[Image object location entries]
· · · · · · ·
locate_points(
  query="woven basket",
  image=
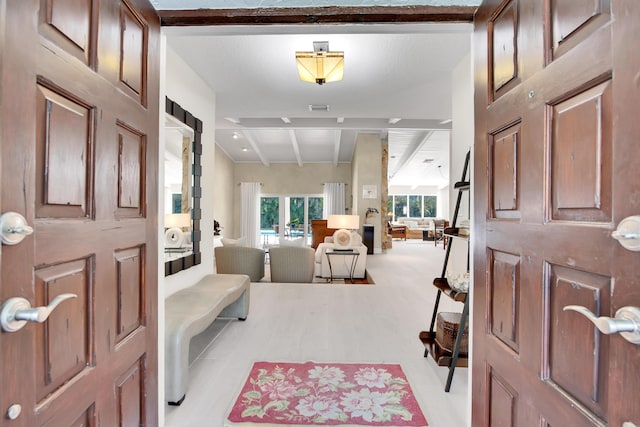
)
(447, 325)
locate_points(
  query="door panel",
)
(82, 168)
(554, 174)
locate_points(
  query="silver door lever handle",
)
(626, 321)
(16, 312)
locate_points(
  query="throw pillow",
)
(299, 242)
(242, 241)
(342, 238)
(411, 224)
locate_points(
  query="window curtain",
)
(250, 212)
(333, 199)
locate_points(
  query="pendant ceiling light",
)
(320, 66)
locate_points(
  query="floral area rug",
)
(336, 394)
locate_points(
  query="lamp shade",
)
(348, 222)
(320, 67)
(177, 220)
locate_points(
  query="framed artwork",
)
(176, 203)
(369, 191)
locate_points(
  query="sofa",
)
(340, 265)
(240, 260)
(416, 226)
(290, 264)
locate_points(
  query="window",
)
(288, 216)
(400, 206)
(412, 205)
(415, 206)
(430, 203)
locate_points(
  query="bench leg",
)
(179, 402)
(239, 308)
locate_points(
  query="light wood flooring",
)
(331, 323)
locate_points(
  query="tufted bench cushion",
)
(189, 312)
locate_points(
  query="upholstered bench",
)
(189, 312)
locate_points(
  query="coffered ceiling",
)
(397, 83)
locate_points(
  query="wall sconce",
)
(175, 223)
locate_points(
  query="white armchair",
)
(340, 265)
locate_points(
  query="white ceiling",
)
(400, 71)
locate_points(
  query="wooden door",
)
(556, 169)
(79, 115)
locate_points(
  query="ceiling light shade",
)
(320, 66)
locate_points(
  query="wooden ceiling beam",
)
(317, 15)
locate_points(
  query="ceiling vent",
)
(318, 107)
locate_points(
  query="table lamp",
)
(175, 223)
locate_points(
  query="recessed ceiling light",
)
(318, 107)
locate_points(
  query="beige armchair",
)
(291, 264)
(240, 260)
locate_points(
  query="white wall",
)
(462, 140)
(223, 192)
(367, 170)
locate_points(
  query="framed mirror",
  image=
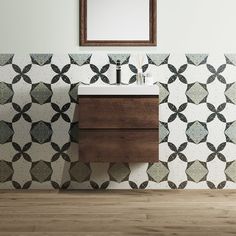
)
(118, 22)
· · · · · · ·
Gather every line above that contains the string "shade". Case counts.

  query="lamp shade",
  query="ceiling light shade",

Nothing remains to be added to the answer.